#### [Instruction]
Copy the passage on Korach's revolt word for word, from "The Korach affaire" up to and including "justify economic/political gain?".

#### [Document passage]
········
The Korach (Failed) Coup d’état (Numbers 16)

Chapter 16 of Numbers reveals just how unstable the political situation had become.  No longer is this a revolt against a delayed Moses, nor a family dispute, but a direct challenge to the leadership’s authority, In chapter 16 of the Book of Numbers we read that Korach and others in the leadership circle rose up against Moses leadership using the ideological argument that as the entire congregation (people of Israel) is holy, who are Moses and Aaron to take a leadership (power-authority) role?  Korach, does not propose an alternative to Moses’ leadership but merely states that the leadership is not valid. The key phrase in this vignette may be 16: 13 when two of the other conspirators state:  Ha-M’at ki heelitanu be eretz zavat chalav udvash la’hamitenu baMidbar ki tistarer alenu gam histarer/Is it not enough that you (Moses) brought us from a land flowing with milk and honey (Egypt) to kill us in the desert, but you also will rule (become a prince) over us? “

 

As in the “gossip incident”  Moses’ social control is restored not by popular fiat but by G’d.  In this case, G’d opens the earth (16: 32) that then “swallow” Korach and his co-conspirators.  A careful reading of the text reminds us of Howard Backer’s dictum as quoted by Ian Taylor:  “…that social groups create deviance by making the rules whose infraction constitutes deviance and by applying those rules to particular persons and labeling them as outsiders” (Backer as quoted in Taylor: Sociology of Deviance. P.124)

 

The Korach affaire also leads to any number of questions.  Among these are:

  • Why did not more people join the revolt?
  • Was this an example of ideology being used to justify economic/political gain?
  • How weak was Moses after the “gossip incident”?
  • Was his calling on G’d to crush the revolt a sign of strength or weakness?
  • Is Korach typical of social dissidence in that ideology is used to justify the seeking of political or economic gain?
········
#### [Data]
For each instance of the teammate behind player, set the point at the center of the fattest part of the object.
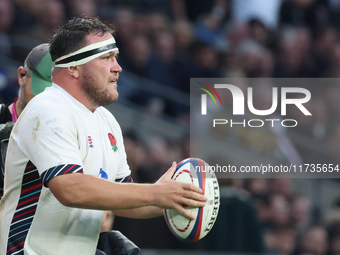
········
#### [Written reply]
The Korach affaire also leads to any number of questions.  Among these are:

  • Why did not more people join the revolt?
  • Was this an example of ideology being used to justify economic/political gain?